◆ **PROBLEM STATEMENT**
Rewrite the listing below, replacing every occurrence of "one marker per instance" with "a single marker for each instance" and leaving everything else unchanged. Omit the pictures from your answer.

◆ **ENTRIES SUPPLIED**
+ + +

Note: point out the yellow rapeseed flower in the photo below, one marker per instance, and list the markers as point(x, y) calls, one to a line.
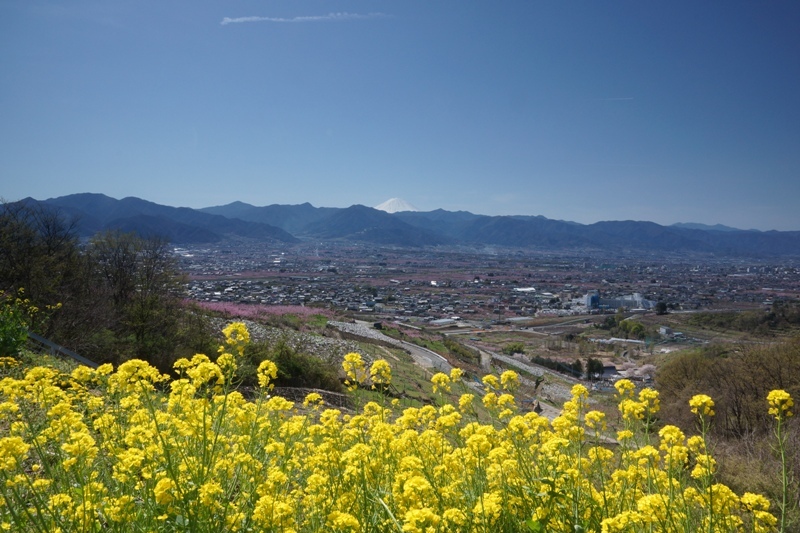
point(702, 404)
point(780, 403)
point(441, 382)
point(380, 372)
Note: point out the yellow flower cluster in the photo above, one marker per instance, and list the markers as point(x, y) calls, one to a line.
point(96, 451)
point(780, 404)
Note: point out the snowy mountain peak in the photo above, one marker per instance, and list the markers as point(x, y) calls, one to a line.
point(393, 205)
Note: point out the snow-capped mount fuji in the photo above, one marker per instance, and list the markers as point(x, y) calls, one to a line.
point(395, 205)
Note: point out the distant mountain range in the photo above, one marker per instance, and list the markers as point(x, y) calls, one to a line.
point(294, 223)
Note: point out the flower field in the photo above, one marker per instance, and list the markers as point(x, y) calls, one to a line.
point(133, 450)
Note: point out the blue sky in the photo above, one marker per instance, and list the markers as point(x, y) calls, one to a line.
point(678, 111)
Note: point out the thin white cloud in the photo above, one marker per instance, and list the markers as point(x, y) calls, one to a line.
point(312, 18)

+ + +

◆ **EXPECTED ANSWER**
Note: point out the yellow rapeseed flower in the photo below, a single marker for each instance, and list the markers as point(x, y) calls, one to a line.
point(702, 404)
point(780, 403)
point(441, 382)
point(380, 372)
Note: point out the yellow flower cluster in the photo above, a single marker for each instance, and list the markers as point(x, y) calls, one to a line.
point(96, 451)
point(780, 404)
Note: point out the snowy mountain peak in the photo above, a single marker for each instance, and list the markers as point(x, y) calls, one to a line.
point(393, 205)
Note: point out the snow-capped mount fuji in the photo above, a single marker for each instance, and list the markers as point(x, y) calls, one to a line.
point(395, 205)
Note: point out the distant mountain range in the photo above, a single marker for each instance, and list the markers as point(x, y) calls, one to a line.
point(294, 223)
Note: point out the flower field in the photo above, a single marker for each instance, and list the markers as point(x, y) calls, one to a line.
point(133, 450)
Note: point out the blue sky in the photo above, a single marker for each instance, and list the markers as point(x, y) calls, one to a line.
point(678, 111)
Note: point out the thin white cloud in the photo above, a single marker for each instance, and list the markers as point(x, y) calls, one to a line.
point(312, 18)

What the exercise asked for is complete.